What you are asked to do: The records are to be repeated in full. Every line must match.

Raw data:
- Opening Delimiter -
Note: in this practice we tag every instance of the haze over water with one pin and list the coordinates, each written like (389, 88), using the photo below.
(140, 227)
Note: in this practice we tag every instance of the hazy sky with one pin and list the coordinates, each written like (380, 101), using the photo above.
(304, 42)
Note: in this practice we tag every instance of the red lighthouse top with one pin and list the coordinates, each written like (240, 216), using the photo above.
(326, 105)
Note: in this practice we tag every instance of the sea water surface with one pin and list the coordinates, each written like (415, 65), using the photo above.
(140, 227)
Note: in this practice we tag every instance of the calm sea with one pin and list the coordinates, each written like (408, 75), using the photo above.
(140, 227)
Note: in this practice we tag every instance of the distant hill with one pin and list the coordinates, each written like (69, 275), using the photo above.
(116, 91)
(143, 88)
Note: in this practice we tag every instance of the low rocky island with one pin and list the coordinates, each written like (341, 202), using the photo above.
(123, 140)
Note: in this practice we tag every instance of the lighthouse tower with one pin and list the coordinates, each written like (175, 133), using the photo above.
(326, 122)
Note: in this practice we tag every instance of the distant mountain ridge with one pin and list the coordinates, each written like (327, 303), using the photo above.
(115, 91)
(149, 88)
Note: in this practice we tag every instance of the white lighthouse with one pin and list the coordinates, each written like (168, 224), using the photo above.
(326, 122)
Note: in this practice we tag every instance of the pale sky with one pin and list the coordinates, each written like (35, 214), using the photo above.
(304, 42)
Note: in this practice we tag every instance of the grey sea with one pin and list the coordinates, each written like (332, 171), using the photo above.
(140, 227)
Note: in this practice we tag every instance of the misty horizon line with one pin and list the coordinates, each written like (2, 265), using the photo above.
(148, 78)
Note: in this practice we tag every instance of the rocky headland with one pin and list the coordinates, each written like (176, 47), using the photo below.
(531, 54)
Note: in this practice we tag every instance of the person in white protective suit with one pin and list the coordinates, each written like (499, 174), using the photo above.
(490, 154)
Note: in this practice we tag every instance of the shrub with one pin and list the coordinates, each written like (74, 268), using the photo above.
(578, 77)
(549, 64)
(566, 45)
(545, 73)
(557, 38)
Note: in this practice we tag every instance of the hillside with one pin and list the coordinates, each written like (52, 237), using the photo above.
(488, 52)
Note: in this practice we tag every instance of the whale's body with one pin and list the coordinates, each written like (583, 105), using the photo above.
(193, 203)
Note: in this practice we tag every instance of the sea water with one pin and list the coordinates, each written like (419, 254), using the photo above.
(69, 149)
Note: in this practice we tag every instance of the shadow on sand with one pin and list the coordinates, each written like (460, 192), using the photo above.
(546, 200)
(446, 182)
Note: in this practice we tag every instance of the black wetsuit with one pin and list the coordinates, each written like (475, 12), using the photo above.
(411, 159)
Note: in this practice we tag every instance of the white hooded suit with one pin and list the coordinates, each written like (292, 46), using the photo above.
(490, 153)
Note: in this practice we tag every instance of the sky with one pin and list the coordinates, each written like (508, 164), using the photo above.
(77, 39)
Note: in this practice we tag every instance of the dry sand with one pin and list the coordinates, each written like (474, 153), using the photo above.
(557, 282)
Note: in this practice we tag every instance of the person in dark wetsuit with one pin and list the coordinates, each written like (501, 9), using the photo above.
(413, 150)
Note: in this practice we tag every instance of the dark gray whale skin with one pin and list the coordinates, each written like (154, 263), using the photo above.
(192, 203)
- Closing Delimiter -
Solution for this problem:
Note: in this practice we tag every instance of the haze over water with one pin and list the coordinates, each written like (389, 88), using the photo below.
(140, 227)
Note: in this practice we tag every instance of the hazy sky with one pin and list the coordinates, each written like (380, 101), using the photo above.
(304, 42)
Note: in this practice we tag every instance of the red lighthouse top with one pin and list the coordinates, each written like (240, 216), using the photo above.
(326, 105)
Note: in this practice we tag every instance of the sea water surface with one pin and list the coordinates, each written like (415, 65), using the photo above.
(140, 227)
Note: in this practice we tag every instance of the calm sea with one pin and list the coordinates, each written like (408, 75), using the photo above.
(140, 227)
Note: in this practice we tag every instance of the distant hill with one pin and list the coordinates, each written like (69, 275), using the photo above.
(116, 91)
(143, 88)
Note: in this practice we tag every instance of the low rocky island with one pin and list the coordinates, each written like (341, 202), using the photo above.
(123, 140)
Note: in this practice we tag every instance of the lighthouse tower with one pin and list the coordinates, each written like (175, 133), using the photo above.
(326, 122)
Note: in this practice we tag every instance of the distant mountain ridge with one pin and list the coordinates, each written like (327, 303), using the photo above.
(115, 91)
(149, 88)
Note: in this practice we tag every instance of the white lighthouse with one pin and list the coordinates, each written like (168, 224), using the photo above.
(326, 122)
Note: in this practice we tag every instance of the pale sky with one pin and list the coordinates, each written like (35, 214), using the photo above.
(304, 42)
Note: in this practice we tag every instance of the grey sea with one pin and list the coordinates, each written like (332, 171), using the photo above.
(140, 227)
Note: in this practice we tag every instance of the misty horizon line with one pin and list the coordinates, each written like (2, 265), using the photo above.
(148, 78)
Note: in this practice we tag every instance of the rocky headland with one pin and list the coordinates, each written like (176, 47), using the photo below.
(531, 54)
Note: in this practice we tag every instance of the person in white protective suit with one pin and list the coordinates, each written like (499, 174), using the photo above.
(490, 154)
Note: in this practice we tag every instance of the shrub with one pin and list the coordinates, each written like (74, 268), using the photo above.
(578, 77)
(549, 64)
(566, 45)
(545, 73)
(557, 38)
Note: in this practice we tag every instance of the hillside with one pin and list the coordinates, each written like (52, 237), using the photo above.
(488, 52)
Note: in this practice we tag every instance of the whale's body with one pin and list the coordinates, each written like (583, 105), using the photo above.
(193, 203)
Note: in this practice we tag every instance of the sea water with one pin and list the coordinates, each written like (419, 254), using the photo above.
(69, 149)
Note: in this practice we tag every instance of the shadow on sand with one pin and list the coordinates, each written like (460, 192), using the photo above.
(546, 200)
(446, 182)
Note: in this practice we tag every instance of the black wetsuit with one pin and list the coordinates, each written like (475, 12), using the photo above.
(411, 159)
Note: in this practice we tag every instance of the white hooded suit with one pin and list the coordinates, each written like (292, 46), using the photo above.
(490, 153)
Note: in this practice we tag every instance of the sky with one pin and list the coordinates, each written like (508, 164), using the photo above.
(77, 39)
Note: in this practice we tag every instance of the dry sand with one pin and list the coordinates, each written like (474, 153), using the photo above.
(557, 282)
Note: in this practice we tag every instance of the person in dark wetsuit with one pin and list the coordinates, each written like (501, 9), using the photo above.
(413, 150)
Note: in this practice we tag every instance of the dark gray whale skin with one pin and list the coordinates, each written like (154, 263), using the photo above.
(192, 203)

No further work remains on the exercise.